(Excerpts from annotation records)
+++
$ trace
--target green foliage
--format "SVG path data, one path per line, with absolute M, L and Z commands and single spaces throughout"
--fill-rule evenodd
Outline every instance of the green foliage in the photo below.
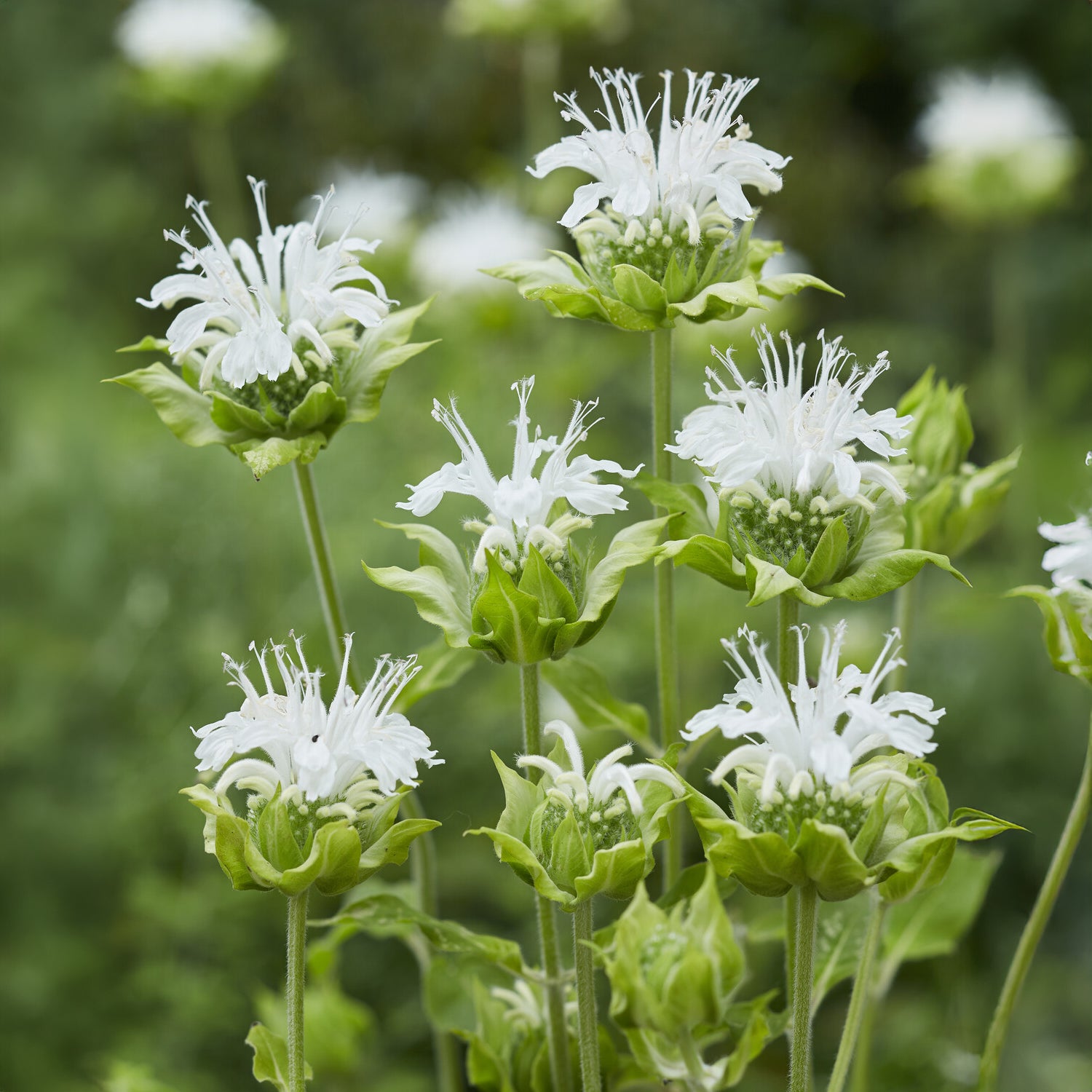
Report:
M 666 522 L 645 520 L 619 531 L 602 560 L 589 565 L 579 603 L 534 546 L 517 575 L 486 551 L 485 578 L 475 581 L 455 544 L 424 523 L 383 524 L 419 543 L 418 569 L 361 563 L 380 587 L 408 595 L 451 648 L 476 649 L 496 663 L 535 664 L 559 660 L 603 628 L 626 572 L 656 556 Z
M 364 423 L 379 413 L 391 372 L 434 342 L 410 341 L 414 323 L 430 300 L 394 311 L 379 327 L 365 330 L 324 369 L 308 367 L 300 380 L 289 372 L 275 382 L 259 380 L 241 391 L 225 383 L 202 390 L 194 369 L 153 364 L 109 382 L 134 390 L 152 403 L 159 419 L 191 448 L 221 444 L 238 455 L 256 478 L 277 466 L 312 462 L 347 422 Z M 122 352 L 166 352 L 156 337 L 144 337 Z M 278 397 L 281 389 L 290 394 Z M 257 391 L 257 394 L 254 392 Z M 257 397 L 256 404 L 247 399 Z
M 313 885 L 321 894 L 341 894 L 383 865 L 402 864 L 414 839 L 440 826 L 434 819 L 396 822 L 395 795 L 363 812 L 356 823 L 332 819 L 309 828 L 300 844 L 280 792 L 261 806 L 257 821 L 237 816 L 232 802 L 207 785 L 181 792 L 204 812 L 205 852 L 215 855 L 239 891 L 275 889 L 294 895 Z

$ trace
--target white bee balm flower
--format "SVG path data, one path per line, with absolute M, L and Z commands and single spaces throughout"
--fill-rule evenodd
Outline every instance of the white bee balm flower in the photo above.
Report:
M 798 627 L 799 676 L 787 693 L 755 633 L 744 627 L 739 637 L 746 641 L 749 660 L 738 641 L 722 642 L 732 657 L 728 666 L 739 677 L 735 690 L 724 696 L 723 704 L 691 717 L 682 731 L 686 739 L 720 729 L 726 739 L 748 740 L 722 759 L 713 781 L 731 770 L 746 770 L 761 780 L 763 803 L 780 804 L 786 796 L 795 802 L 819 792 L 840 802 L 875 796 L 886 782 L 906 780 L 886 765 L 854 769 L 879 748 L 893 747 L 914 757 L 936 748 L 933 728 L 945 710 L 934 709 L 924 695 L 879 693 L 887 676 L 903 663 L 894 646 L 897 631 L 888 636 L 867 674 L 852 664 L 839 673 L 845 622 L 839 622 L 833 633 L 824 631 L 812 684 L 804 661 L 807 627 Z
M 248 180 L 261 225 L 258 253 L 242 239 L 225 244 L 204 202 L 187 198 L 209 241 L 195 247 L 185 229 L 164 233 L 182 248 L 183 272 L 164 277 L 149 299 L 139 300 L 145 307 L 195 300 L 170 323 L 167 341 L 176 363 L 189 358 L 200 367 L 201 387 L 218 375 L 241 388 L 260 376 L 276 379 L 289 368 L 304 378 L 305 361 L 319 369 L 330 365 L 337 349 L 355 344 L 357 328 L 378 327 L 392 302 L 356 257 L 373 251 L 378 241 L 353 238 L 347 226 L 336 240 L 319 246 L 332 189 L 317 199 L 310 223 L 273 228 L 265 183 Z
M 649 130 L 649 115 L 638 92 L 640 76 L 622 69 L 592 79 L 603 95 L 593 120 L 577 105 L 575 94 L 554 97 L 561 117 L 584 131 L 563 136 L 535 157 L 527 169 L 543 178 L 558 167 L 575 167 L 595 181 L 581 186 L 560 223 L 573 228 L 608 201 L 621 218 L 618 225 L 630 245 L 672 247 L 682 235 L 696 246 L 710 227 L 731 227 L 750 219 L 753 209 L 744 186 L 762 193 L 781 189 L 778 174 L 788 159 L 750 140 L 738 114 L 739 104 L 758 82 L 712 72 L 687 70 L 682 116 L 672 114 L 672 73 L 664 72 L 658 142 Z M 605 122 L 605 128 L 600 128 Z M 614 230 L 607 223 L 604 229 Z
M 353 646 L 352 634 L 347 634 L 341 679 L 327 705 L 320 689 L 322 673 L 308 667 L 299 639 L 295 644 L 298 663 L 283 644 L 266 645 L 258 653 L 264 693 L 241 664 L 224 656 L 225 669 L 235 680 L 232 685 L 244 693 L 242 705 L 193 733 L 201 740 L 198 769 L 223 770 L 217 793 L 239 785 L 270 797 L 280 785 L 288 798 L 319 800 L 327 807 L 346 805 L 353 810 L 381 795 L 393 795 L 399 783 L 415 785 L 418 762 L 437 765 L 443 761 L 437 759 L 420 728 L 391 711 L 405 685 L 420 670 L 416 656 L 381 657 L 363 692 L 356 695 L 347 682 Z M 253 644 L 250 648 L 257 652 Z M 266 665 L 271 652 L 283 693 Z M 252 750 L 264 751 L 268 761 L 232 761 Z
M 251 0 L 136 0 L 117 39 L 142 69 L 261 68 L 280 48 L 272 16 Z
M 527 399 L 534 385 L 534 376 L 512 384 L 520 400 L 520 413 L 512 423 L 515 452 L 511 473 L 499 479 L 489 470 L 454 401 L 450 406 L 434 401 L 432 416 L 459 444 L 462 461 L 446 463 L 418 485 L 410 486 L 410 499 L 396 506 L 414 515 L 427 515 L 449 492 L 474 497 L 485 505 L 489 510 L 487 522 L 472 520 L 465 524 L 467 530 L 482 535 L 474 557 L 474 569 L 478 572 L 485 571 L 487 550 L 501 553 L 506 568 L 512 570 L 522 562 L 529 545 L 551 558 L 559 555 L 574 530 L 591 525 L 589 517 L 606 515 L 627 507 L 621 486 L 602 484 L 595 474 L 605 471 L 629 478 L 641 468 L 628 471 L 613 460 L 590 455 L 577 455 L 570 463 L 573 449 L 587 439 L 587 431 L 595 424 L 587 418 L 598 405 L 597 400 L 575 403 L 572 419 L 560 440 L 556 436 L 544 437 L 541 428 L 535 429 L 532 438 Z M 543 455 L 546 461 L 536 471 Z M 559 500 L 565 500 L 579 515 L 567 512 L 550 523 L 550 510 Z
+++
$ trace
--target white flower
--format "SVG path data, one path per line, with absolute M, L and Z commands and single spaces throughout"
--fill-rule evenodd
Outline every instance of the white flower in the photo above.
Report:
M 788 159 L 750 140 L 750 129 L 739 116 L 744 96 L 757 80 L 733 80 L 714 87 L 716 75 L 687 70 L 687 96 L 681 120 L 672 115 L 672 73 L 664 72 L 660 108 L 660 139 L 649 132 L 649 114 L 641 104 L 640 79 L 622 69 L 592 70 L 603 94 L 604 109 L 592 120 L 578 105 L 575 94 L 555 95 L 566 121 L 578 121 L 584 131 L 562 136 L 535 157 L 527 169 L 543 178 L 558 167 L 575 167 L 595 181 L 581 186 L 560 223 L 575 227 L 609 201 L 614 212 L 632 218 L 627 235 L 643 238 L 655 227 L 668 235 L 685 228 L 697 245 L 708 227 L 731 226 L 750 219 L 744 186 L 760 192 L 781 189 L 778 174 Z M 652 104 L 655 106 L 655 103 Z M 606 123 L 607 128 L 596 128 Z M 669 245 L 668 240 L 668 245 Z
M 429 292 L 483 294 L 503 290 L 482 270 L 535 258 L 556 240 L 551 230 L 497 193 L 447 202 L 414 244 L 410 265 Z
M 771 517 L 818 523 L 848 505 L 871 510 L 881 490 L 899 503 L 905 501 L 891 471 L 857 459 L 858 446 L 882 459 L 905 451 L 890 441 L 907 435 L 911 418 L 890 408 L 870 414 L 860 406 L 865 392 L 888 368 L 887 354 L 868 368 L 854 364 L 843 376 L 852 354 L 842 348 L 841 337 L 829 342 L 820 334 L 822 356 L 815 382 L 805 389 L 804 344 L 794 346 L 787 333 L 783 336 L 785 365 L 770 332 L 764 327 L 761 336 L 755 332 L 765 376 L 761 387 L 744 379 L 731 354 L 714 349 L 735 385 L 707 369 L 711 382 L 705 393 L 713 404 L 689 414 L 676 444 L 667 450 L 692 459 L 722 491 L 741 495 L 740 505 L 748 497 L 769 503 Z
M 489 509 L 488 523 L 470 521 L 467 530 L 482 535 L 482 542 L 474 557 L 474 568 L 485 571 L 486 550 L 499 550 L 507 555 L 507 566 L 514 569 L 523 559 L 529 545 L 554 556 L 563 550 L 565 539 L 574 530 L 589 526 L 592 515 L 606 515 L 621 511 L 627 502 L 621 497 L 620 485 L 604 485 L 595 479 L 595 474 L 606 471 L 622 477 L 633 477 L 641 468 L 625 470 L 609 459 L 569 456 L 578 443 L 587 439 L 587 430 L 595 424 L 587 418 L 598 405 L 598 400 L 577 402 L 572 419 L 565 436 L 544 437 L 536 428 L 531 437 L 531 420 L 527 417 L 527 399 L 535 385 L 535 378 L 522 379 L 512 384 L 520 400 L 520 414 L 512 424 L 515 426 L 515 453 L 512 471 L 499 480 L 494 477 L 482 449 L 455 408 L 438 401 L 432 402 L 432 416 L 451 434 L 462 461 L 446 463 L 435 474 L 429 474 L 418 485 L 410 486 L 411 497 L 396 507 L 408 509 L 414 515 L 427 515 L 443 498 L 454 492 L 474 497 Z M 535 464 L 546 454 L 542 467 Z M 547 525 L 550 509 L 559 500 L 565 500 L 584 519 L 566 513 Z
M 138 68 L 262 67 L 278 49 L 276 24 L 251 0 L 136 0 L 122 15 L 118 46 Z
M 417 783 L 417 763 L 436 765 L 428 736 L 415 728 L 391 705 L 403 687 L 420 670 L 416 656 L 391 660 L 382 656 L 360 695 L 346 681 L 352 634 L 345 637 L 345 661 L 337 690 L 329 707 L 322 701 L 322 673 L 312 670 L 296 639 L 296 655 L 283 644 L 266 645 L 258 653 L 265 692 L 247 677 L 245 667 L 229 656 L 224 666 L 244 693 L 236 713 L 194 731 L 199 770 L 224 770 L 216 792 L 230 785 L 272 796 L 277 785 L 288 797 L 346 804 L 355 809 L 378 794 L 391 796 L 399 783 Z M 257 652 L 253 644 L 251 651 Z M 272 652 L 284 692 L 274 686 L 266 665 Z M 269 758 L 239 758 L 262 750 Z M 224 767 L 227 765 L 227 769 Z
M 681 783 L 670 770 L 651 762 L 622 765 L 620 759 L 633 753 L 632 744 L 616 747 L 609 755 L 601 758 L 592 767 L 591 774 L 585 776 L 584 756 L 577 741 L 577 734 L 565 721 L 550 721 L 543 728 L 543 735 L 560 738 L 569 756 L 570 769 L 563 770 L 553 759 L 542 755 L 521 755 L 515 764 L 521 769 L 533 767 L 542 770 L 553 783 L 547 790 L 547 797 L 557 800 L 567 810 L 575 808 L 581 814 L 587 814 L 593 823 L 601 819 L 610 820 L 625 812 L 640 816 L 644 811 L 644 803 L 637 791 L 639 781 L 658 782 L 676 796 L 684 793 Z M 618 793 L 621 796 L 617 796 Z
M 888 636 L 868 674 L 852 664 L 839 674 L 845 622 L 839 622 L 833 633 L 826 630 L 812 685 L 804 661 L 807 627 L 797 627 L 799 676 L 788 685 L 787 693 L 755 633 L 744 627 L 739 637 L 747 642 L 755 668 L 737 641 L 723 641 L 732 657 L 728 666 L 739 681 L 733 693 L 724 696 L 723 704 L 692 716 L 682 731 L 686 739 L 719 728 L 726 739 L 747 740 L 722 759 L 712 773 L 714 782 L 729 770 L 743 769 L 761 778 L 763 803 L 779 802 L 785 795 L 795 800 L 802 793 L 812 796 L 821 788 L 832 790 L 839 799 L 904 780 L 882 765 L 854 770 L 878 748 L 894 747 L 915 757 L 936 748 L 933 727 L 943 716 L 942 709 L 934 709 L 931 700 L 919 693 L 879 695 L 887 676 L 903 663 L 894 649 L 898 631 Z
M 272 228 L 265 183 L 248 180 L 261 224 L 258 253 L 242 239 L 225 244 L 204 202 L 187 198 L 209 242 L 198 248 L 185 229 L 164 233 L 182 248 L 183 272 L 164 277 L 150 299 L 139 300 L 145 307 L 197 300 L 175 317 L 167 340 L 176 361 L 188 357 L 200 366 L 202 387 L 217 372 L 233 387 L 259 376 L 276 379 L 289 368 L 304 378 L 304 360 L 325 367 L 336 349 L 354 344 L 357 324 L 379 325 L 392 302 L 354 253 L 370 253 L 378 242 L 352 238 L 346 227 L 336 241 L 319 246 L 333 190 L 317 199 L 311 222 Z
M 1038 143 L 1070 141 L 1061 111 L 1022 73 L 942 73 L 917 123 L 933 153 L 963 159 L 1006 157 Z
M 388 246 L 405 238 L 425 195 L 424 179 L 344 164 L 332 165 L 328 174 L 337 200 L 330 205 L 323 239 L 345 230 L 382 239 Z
+++
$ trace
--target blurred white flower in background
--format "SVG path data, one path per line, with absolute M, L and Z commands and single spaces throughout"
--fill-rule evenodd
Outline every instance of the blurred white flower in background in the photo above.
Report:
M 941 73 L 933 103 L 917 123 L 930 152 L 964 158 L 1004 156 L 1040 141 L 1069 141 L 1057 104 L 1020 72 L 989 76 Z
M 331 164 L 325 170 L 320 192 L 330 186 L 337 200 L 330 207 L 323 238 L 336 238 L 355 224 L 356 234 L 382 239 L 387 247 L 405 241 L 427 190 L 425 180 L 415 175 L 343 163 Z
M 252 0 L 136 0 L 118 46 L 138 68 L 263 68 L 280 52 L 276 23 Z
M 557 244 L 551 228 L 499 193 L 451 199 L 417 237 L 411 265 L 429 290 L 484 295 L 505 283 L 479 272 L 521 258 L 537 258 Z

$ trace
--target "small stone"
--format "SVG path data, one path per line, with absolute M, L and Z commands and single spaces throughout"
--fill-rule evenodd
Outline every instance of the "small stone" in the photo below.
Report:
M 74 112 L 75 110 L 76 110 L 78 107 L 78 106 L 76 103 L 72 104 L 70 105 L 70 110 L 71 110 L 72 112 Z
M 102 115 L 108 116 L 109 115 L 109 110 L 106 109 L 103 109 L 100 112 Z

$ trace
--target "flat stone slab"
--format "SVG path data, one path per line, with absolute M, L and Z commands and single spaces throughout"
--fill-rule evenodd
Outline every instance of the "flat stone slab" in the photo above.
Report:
+++
◆ **STATED PROBLEM**
Which lines in the rows above contain the word "foliage"? Report each of those lines in full.

◆ **TASK RESPONSE**
--target green foliage
Outline every instance of the green foliage in the photo below.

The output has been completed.